**What is needed**
From the listing below, pull out every line that contains the word "ship" and copy each one in full.

-- Record extracts start --

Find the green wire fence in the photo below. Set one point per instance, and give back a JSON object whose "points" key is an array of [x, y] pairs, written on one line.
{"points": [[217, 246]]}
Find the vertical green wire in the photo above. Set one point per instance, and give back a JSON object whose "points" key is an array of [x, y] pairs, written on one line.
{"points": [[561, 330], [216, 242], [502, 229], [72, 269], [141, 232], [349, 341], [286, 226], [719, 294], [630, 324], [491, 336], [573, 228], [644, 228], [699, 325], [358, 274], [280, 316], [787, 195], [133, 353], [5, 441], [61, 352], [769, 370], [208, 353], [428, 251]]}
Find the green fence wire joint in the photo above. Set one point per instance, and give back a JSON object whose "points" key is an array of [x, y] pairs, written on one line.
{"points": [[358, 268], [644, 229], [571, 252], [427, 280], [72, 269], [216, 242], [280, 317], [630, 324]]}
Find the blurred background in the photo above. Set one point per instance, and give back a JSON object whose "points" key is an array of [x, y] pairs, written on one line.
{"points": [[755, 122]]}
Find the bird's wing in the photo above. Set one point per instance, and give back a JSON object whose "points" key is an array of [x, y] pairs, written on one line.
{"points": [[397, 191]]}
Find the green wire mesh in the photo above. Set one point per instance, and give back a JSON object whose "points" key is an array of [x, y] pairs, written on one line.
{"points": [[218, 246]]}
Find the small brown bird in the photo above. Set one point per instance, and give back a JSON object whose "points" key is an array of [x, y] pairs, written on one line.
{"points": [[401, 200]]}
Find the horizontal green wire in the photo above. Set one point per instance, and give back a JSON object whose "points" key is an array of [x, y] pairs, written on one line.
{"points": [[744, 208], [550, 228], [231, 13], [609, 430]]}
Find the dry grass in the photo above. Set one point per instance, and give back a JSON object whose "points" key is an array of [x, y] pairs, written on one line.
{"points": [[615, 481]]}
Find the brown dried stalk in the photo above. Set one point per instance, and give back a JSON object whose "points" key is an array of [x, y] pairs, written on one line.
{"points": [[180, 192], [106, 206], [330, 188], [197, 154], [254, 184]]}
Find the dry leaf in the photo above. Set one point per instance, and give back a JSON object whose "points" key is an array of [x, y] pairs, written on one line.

-- Record extracts end --
-- Record extracts start --

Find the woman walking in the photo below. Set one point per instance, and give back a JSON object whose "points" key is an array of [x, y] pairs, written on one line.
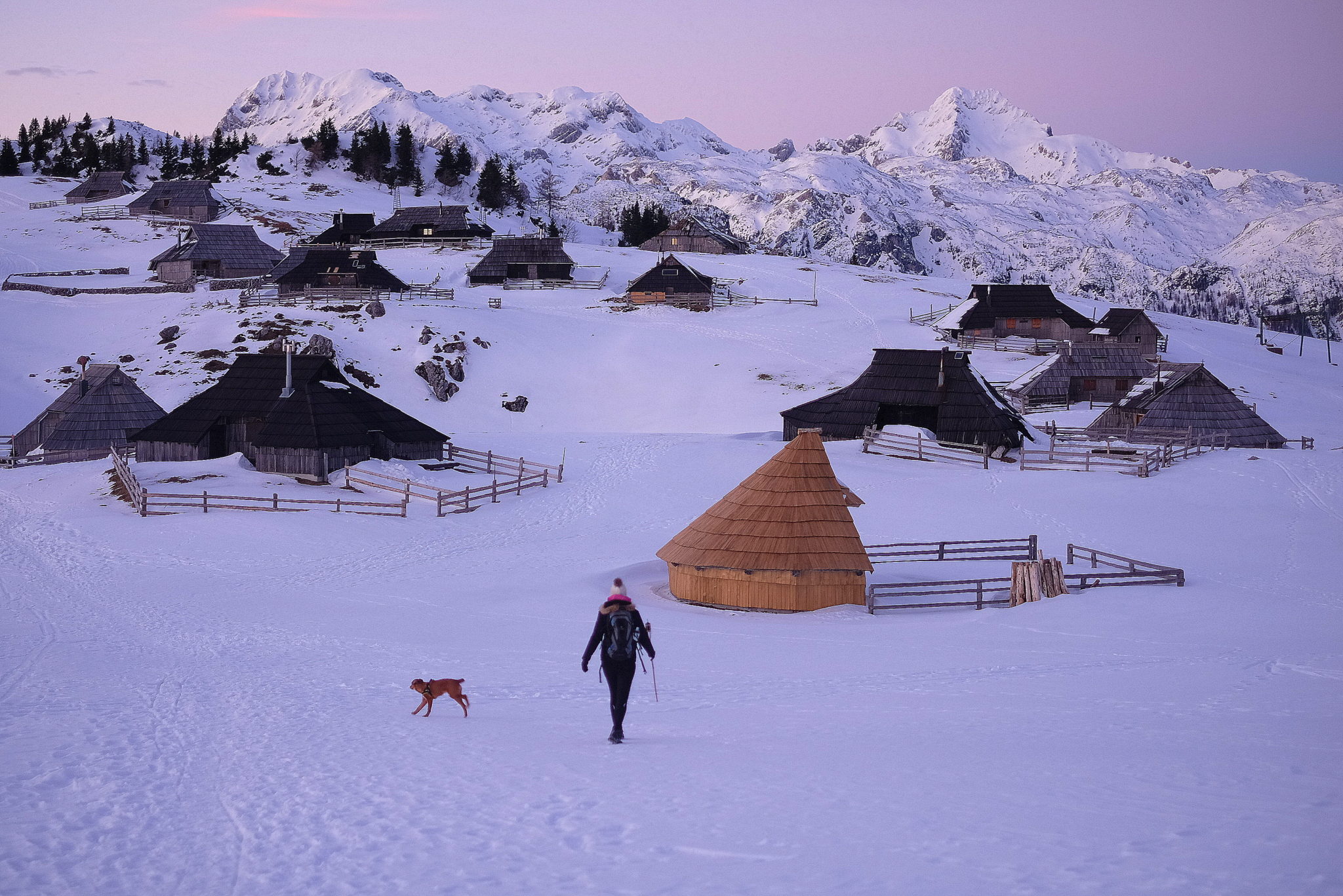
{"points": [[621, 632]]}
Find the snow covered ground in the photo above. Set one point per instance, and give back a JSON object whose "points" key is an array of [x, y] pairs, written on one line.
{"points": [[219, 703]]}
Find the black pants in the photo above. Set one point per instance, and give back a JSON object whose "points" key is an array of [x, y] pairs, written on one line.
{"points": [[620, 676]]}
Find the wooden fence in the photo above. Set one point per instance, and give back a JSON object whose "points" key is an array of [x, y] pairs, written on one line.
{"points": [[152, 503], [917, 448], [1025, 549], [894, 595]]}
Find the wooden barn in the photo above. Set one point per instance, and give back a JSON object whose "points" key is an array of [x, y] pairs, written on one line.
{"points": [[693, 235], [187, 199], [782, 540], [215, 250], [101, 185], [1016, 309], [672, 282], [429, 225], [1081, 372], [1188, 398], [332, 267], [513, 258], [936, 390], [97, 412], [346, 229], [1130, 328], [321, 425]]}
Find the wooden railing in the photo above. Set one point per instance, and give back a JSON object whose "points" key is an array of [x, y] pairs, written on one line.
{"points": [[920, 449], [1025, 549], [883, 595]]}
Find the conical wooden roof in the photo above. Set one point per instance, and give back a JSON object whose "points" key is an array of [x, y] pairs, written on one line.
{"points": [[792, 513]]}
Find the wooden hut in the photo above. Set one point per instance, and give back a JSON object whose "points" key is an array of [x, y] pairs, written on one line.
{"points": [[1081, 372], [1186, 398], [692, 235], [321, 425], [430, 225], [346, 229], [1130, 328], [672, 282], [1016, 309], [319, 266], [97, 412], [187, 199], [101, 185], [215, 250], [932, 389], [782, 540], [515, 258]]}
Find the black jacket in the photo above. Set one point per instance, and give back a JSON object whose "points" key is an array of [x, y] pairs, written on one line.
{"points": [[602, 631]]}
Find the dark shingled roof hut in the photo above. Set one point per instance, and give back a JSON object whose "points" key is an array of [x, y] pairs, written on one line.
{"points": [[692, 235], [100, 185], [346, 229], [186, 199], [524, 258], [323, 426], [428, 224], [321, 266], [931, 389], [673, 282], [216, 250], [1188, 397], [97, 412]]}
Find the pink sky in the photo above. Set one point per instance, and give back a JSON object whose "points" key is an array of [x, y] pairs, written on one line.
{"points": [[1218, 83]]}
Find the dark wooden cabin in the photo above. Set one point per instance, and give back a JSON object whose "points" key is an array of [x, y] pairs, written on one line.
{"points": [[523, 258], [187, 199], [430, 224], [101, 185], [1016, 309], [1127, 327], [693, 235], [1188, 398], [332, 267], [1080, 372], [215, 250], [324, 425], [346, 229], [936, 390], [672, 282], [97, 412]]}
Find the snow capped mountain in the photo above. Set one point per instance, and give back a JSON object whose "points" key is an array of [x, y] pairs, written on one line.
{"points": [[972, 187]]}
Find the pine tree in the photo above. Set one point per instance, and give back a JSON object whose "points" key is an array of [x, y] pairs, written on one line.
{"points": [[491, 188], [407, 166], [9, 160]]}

-- Record extracts end --
-- Record extracts start --

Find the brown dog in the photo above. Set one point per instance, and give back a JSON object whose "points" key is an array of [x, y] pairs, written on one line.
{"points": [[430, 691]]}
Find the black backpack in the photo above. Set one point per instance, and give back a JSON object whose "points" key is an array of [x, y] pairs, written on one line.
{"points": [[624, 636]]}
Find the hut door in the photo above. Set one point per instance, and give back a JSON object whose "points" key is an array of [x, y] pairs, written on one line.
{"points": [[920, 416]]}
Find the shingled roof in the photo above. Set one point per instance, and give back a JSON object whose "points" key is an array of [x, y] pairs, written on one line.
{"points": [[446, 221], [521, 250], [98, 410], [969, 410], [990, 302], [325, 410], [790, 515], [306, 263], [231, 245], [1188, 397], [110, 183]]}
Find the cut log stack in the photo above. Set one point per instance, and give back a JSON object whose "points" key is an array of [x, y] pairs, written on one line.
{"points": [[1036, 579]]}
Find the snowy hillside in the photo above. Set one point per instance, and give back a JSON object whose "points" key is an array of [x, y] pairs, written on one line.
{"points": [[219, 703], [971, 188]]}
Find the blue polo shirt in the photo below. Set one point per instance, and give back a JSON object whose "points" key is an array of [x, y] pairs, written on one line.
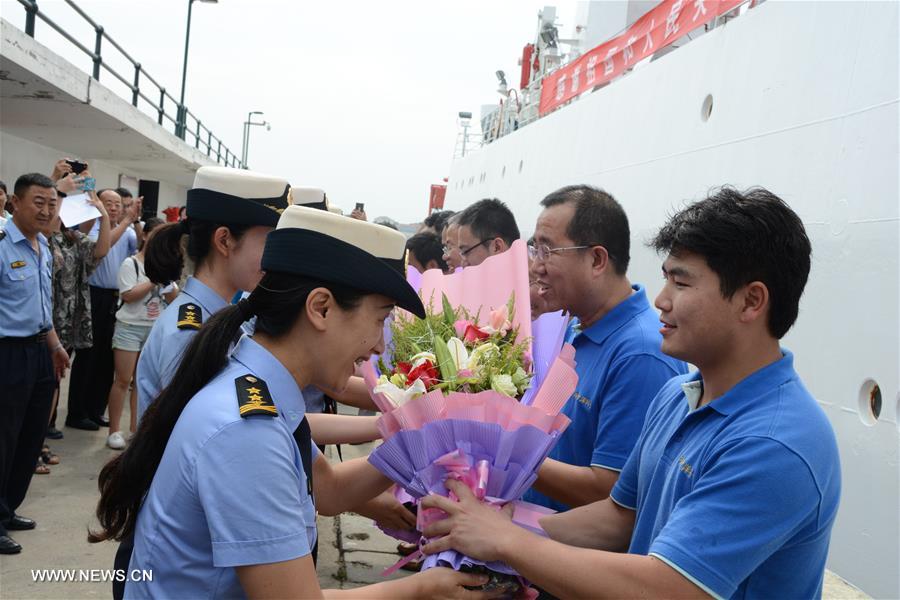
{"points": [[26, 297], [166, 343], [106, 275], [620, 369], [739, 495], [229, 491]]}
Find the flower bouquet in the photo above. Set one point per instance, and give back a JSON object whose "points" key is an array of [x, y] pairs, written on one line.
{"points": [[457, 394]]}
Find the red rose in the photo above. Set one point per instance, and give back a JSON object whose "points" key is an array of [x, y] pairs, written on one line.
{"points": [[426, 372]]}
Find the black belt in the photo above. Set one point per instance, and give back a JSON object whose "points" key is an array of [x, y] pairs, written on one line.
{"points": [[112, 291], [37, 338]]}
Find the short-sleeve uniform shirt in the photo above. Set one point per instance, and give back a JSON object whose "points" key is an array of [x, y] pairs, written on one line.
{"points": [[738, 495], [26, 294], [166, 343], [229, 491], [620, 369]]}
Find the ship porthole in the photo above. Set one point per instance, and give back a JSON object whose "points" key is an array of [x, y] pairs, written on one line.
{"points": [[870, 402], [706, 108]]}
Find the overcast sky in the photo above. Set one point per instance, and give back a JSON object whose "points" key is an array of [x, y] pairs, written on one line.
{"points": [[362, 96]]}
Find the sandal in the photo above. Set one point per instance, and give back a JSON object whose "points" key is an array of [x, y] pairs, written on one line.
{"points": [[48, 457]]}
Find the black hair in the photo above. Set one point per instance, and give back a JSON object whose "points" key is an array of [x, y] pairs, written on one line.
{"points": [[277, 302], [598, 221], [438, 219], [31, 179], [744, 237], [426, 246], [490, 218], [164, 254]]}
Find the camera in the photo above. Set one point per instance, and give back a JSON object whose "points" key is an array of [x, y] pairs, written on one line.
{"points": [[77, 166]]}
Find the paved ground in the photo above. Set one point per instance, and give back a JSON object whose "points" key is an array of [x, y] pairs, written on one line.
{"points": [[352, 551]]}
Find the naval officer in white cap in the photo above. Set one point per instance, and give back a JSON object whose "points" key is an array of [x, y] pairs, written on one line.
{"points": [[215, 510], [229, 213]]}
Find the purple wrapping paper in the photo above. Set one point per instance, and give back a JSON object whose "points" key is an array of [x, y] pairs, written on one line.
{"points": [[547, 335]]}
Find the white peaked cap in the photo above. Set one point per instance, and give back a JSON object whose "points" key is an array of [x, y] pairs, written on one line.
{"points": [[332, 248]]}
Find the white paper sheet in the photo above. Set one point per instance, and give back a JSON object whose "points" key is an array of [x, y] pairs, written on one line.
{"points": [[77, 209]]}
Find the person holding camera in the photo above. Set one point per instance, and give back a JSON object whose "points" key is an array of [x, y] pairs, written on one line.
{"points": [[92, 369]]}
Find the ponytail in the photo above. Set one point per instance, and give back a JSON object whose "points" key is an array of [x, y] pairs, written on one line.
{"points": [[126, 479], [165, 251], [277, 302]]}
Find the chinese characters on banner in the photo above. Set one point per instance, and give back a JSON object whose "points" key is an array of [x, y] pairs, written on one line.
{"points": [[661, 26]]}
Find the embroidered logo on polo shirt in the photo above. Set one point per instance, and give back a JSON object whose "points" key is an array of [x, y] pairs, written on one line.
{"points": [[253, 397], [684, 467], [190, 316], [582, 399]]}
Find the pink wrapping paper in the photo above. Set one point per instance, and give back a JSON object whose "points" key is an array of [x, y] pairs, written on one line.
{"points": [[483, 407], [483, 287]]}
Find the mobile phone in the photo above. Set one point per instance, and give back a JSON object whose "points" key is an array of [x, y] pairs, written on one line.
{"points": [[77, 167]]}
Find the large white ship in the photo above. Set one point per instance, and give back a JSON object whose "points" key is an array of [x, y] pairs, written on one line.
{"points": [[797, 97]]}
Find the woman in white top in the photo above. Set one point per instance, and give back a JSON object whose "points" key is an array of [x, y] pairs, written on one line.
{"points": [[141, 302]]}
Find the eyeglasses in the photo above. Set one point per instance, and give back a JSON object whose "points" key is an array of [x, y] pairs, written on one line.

-- Record extracts end --

**Problem solution**
Find the ship porthole in the photo above. Set one point per instance, and give back a JSON object whose "points" key is an array of [x, y] pairs, written on one line.
Find the large white ship in the photo above. Set one point per instance, and give back a JSON object whose "points" key is an array of [x, y] pairs, written on one line.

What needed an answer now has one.